WHAT IS REQUIRED:
Gather every line of the records below that contains the string "cobblestone", matching case exactly.

* BEGIN GIVEN ENTRIES *

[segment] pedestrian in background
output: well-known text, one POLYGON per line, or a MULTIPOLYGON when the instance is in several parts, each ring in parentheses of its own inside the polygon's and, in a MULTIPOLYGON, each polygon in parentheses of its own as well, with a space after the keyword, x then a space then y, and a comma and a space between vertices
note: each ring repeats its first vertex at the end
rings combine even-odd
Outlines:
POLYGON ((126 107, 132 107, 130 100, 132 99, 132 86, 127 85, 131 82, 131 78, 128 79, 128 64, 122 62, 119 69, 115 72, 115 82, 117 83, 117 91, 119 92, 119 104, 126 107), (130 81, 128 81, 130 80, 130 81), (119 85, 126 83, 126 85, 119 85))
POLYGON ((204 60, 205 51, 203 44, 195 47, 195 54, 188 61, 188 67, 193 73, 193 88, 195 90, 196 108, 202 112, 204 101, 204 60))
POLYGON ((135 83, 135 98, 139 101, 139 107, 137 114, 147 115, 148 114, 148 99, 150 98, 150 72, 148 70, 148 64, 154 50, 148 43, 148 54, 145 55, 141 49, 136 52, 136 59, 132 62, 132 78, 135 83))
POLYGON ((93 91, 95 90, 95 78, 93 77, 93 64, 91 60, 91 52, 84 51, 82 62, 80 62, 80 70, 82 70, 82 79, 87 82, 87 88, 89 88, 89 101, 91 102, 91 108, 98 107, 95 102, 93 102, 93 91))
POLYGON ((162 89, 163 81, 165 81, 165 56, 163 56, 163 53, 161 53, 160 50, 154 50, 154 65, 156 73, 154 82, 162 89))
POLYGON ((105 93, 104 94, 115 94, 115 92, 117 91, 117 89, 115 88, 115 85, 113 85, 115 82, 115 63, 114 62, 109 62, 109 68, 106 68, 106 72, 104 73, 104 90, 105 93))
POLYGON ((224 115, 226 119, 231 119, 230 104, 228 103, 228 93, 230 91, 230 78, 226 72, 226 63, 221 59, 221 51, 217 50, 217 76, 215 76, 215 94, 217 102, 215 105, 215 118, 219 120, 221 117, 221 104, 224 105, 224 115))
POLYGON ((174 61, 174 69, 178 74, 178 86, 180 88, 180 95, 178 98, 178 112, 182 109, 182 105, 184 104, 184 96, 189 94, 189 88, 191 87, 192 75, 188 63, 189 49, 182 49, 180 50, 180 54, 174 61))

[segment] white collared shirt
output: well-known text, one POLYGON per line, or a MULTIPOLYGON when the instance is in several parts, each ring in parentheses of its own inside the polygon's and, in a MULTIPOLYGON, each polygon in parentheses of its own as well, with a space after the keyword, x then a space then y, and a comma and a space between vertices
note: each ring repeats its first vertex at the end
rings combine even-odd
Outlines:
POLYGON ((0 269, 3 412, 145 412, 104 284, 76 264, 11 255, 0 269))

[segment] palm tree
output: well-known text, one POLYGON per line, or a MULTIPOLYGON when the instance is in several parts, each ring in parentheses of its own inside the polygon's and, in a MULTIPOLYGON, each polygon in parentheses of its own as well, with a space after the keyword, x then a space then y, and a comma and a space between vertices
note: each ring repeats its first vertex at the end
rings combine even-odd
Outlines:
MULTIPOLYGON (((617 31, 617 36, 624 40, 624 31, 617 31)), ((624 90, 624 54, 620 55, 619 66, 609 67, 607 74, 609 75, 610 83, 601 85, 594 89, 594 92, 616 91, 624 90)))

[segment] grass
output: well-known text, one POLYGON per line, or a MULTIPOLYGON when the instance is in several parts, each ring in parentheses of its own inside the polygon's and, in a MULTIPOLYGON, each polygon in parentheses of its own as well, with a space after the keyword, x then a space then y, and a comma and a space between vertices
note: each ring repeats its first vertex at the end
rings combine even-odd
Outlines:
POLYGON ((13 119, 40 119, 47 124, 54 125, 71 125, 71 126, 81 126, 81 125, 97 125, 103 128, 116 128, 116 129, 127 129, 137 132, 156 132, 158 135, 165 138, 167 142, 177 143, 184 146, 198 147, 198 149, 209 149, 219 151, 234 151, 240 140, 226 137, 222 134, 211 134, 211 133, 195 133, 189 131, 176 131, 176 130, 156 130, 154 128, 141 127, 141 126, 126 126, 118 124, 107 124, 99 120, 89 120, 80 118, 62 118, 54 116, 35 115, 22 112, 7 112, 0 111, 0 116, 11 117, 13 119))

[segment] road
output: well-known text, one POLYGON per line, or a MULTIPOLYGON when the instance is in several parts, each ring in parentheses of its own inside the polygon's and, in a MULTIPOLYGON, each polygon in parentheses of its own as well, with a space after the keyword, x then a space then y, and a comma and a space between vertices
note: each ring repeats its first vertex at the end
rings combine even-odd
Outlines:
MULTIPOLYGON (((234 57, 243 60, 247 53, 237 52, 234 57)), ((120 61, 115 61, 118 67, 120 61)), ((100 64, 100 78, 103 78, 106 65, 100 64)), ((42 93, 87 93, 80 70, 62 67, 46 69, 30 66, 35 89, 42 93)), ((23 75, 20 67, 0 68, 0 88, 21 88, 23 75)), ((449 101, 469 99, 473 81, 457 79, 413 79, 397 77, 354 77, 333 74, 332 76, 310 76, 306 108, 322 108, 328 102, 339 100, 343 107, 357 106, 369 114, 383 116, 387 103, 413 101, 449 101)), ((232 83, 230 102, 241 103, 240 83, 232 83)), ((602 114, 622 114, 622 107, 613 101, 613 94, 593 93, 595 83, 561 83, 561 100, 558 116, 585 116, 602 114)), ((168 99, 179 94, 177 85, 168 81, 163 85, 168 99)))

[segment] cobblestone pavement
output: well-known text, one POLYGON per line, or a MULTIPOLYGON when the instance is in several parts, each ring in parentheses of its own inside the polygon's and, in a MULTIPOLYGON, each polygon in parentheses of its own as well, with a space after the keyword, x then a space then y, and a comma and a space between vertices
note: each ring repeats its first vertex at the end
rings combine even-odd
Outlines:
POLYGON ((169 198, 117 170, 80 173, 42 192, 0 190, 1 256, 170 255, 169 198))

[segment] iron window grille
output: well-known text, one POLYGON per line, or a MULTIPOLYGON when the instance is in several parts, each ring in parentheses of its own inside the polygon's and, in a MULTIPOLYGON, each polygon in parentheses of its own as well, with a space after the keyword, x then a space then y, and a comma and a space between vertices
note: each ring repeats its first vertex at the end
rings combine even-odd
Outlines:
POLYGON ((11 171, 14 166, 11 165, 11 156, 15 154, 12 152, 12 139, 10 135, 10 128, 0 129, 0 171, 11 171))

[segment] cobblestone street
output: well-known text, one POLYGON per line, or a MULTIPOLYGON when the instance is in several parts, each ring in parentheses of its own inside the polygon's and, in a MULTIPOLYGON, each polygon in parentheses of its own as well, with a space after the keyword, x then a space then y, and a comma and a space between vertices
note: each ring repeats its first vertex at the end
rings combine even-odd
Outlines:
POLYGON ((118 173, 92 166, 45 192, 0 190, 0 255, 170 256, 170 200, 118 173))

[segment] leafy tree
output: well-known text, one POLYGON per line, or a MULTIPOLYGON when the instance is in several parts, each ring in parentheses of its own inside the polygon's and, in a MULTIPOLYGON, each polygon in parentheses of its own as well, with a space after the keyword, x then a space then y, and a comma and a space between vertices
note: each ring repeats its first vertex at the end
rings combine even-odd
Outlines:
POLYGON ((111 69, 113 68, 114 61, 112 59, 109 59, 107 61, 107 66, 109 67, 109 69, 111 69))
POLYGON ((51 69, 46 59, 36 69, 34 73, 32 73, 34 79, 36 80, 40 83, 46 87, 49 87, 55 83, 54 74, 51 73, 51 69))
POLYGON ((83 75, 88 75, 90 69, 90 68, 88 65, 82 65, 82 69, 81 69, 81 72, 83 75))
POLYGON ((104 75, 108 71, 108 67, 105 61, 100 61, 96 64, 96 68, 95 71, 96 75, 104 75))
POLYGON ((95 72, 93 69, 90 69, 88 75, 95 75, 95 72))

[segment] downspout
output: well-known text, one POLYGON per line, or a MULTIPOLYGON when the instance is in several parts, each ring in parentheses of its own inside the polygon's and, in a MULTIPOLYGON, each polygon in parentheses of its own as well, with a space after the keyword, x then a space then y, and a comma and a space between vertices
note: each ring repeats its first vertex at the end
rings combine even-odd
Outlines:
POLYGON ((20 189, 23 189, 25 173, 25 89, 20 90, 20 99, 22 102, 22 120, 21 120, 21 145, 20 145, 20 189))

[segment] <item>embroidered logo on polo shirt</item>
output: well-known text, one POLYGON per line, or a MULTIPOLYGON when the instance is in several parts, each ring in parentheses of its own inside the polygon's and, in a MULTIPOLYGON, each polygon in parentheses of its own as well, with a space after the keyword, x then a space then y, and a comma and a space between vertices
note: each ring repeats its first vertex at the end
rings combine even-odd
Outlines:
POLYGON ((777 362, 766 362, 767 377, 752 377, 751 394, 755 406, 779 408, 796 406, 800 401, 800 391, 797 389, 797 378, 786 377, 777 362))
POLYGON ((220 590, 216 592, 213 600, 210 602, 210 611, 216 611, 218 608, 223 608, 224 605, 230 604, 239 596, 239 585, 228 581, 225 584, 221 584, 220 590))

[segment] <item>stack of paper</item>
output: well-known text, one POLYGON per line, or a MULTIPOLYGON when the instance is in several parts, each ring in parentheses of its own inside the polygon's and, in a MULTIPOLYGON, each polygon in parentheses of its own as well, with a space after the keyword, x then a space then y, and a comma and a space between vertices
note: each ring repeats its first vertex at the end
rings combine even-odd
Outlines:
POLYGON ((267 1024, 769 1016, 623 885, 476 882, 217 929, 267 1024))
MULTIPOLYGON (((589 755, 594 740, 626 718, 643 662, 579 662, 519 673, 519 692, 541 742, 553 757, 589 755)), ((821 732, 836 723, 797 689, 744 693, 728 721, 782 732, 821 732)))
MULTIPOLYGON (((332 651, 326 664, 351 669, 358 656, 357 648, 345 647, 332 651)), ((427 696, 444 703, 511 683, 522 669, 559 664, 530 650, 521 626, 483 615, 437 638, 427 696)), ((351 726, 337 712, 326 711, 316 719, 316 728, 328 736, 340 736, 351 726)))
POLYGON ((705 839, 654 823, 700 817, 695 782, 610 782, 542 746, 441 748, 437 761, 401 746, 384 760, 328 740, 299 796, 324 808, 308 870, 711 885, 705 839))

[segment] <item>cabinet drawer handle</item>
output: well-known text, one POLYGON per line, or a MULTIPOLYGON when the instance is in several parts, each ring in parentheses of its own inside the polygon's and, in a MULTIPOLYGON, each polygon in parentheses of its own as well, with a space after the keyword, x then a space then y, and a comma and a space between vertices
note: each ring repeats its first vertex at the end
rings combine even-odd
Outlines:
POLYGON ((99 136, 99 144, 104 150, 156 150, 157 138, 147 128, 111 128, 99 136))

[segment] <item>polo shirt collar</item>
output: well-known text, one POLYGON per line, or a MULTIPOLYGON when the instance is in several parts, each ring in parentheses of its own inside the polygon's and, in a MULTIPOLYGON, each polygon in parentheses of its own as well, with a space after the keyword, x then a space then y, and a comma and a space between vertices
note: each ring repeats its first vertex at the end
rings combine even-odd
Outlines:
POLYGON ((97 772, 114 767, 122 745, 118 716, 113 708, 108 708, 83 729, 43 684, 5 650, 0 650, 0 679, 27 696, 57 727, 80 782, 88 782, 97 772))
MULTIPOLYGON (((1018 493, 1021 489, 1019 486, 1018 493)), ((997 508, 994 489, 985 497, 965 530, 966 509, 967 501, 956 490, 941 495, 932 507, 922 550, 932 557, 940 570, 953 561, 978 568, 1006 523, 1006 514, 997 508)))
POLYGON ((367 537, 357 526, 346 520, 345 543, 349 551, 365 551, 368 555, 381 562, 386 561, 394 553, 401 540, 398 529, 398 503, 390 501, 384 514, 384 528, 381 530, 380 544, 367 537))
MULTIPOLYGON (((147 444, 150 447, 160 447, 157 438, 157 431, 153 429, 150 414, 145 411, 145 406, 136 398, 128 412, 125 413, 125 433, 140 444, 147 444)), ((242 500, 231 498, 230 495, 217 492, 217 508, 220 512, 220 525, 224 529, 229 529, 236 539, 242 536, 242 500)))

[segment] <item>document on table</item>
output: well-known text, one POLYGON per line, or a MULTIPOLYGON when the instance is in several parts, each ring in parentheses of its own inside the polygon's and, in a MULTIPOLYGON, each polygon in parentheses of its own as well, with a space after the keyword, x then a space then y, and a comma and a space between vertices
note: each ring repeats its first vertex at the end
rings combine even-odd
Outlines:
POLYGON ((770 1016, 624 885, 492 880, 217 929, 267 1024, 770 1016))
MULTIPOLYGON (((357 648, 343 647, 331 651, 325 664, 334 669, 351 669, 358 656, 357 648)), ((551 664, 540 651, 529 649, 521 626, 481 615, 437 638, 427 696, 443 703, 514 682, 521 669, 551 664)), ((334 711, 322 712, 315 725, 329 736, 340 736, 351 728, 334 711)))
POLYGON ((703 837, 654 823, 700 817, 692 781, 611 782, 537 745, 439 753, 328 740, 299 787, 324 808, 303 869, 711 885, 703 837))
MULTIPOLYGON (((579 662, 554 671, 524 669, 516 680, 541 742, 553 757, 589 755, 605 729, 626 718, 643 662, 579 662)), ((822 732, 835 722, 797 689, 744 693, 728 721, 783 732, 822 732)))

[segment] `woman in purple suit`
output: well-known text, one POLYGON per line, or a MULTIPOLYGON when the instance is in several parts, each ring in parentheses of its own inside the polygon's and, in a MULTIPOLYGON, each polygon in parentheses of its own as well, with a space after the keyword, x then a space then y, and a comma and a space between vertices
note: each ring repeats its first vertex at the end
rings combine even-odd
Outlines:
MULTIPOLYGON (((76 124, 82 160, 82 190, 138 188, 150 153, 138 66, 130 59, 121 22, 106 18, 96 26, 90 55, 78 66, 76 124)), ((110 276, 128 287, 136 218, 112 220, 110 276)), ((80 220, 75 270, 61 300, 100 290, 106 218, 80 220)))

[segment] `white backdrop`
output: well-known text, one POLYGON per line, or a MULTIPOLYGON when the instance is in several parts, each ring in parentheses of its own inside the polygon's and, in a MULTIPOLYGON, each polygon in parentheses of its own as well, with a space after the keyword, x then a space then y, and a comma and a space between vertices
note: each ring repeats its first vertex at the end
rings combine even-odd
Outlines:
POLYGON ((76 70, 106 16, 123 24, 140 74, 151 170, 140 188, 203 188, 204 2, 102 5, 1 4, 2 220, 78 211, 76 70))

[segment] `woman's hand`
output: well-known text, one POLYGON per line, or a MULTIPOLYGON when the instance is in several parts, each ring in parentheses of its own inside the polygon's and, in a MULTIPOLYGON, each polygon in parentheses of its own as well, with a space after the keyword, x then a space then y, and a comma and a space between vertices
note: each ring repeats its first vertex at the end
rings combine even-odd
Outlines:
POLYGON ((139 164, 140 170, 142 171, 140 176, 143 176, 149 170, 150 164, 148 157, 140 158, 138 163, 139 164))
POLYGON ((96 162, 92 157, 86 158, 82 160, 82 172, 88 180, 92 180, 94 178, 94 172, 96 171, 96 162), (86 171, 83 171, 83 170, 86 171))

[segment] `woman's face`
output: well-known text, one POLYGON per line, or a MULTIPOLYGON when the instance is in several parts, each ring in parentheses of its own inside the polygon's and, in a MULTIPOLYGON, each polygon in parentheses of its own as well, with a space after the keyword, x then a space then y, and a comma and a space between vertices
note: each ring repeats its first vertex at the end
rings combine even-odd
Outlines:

* END GIVEN ENTRIES *

EXPECTED OUTPUT:
[segment] cobblestone pavement
[segment] cobblestone street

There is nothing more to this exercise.